[Work required]: Rewrite every line of the data below, substituting "bush" for each occurrence of "shrub" and leaving everything else intact.

[Supplied records]:

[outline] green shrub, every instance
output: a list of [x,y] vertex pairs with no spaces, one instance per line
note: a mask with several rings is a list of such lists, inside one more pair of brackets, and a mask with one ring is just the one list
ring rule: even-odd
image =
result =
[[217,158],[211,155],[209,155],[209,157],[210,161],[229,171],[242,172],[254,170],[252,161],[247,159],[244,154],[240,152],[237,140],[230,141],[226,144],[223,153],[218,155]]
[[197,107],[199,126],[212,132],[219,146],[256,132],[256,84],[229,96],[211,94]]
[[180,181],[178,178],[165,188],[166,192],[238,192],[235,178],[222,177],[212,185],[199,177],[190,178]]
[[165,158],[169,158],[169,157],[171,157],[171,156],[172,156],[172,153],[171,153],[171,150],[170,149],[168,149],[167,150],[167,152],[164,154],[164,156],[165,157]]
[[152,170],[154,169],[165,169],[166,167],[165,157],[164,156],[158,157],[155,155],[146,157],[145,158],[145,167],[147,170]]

[Reply to the exercise]:
[outline] green bush, every instance
output: a list of [x,y] vertex pairs with no spaces, one instance per line
note: a mask with several rings is a list of such lists, inside one more pair of brackets, and a mask with one ring is just the one list
ring rule: even-odd
image =
result =
[[217,158],[211,155],[209,155],[209,157],[210,161],[229,171],[242,172],[254,170],[252,161],[247,159],[244,154],[240,152],[237,140],[230,141],[226,144],[223,153],[218,155]]
[[197,107],[199,126],[212,132],[219,146],[256,132],[256,84],[229,96],[211,94]]
[[180,181],[178,178],[165,188],[166,192],[238,192],[235,178],[222,177],[212,185],[199,177],[190,178]]
[[165,158],[169,158],[169,157],[171,157],[171,156],[172,156],[172,153],[171,153],[171,150],[170,149],[168,149],[167,150],[167,152],[164,154],[164,156],[165,157]]
[[152,170],[154,169],[165,169],[166,167],[165,157],[164,156],[158,157],[155,155],[146,157],[145,158],[145,167],[147,170]]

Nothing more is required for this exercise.